▶ **REQUESTS**
#1 Decide whether each statement below agrees with the candidates mapping page. Answer yes or no for each, and quote the deciding words of the page exactly.
(a) Every candidate must include an "image" property.
(b) The "total" field of the search endpoint output is an integer.
(c) The "fields" object of a candidate may hold additional properties.
#2 Answer these questions from the candidates mapping page:
(a) Which draft of JSON Schema does the schema name?
(b) What format does the schema give for a candidate's "image" property?
(c) According to the closing list, what candidates does the "candidates" array hold?
#3 Quote the part of the candidates mapping page that begins with "Candidates Mapping" and runs through "for this purpose.".

[start of PASSAGE GIVEN]

Candidates Mapping

In order for Releval to work with search results, they need to be transformed into a JSON structure that Releval understands. Releval supports

JMESPath
JavaScript

for this purpose.

Structure

Search endpoints must output a structure that adheres to the following definition, shown below as a TypeScript interface and as a JSON Schema:

TypeScript
JSON Schema

interface SearchResult {
    total: number,
    candidates: {
        id: string,
        title: string,
        image?: string,
        fields?: {
            [key: string]: unknown
        }
    }[]
}

{
  "$schema": "http://json-schema.org/draft-07/schema#",
  "title": "SearchResult",
  "type": "object",
  "required": ["total", "candidates"],
  "properties": {
    "total": {
      "type": "integer",
      "description": "Total number of candidates at the search endpoint that match the query"
    },
    "candidates": {
      "type": "array",
      "description": "Top N matching candidates for the query",
      "items": {
        "type": "object",
        "required": ["id", "title"],
        "properties": {
          "id": { "type": "string" },
          "title": { "type": "string" },
          "image": {
            "type": "string",
            "format": "uri",
            "description": "Public URL for an image"
          },
          "fields": {
            "type": "object",
            "description": "Additional fields for the candidate",
            "additionalProperties": true
          }
        }
      }
    }
  }
}

Concretely, the Search endpoint output must

Be JSON
have a "total" integer field, which represents the total number of candidates at the search endpoint that match the given query
have a "candidates" array field of candidates, which are the top N matching candidates for the query.

[end of PASSAGE GIVEN]
[start of DATA SEGMENT]

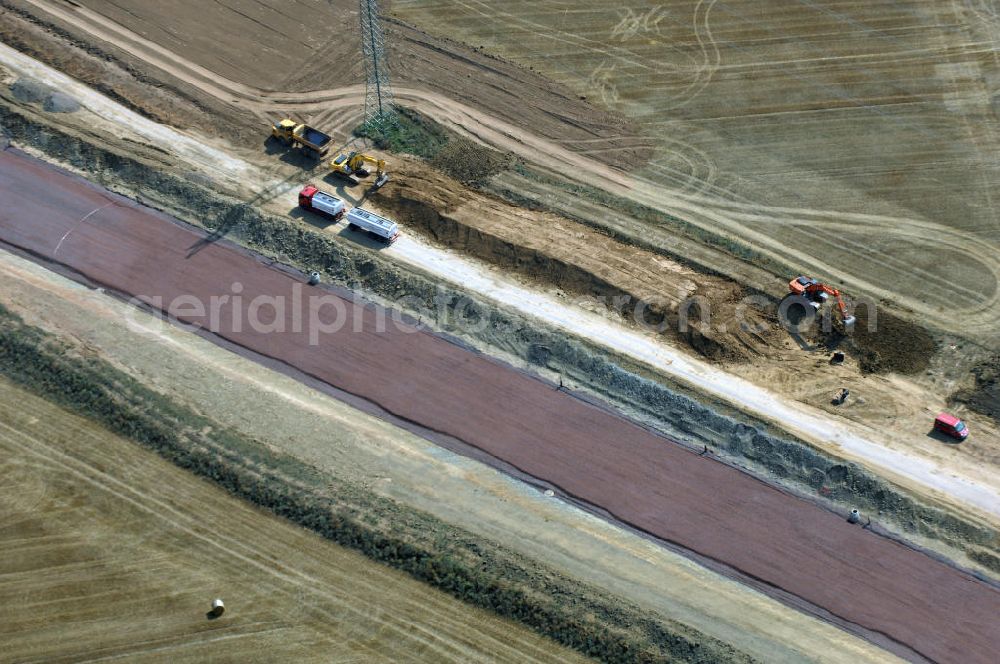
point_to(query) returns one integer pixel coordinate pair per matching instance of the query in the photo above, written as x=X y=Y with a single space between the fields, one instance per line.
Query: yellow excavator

[end of DATA SEGMENT]

▶ **PROBLEM SOLUTIONS**
#1
(a) No: "required": ["id", "title"]
(b) Yes: have a "total" integer field
(c) Yes: "additionalProperties": true

#2
(a) Draft-07 ("http://json-schema.org/draft-07/schema#").
(b) "uri"
(c) The top N matching candidates for the query.

#3
Candidates Mapping

In order for Releval to work with search results, they need to be transformed into a JSON structure that Releval understands. Releval supports

JMESPath
JavaScript

for this purpose.